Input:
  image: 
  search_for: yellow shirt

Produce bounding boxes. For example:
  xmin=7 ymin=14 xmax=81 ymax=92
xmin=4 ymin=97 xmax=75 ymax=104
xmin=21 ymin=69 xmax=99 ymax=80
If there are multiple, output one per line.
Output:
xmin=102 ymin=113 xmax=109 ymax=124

┄┄┄┄┄┄┄┄┄┄

**YOUR INSTRUCTIONS:** Scale the records above by copying every line again, requests included, and multiplying each bounding-box coordinate in the answers by 2.15, rounded to the nearest whole number with halves rounded up. Leave the numbers in the requests and their format samples unchanged.

**FULL RESPONSE:**
Input:
  image: 
  search_for: yellow shirt

Produce bounding boxes. For example:
  xmin=7 ymin=14 xmax=81 ymax=92
xmin=4 ymin=97 xmax=75 ymax=104
xmin=21 ymin=69 xmax=99 ymax=80
If there are multiple, output one per line.
Output:
xmin=219 ymin=243 xmax=234 ymax=267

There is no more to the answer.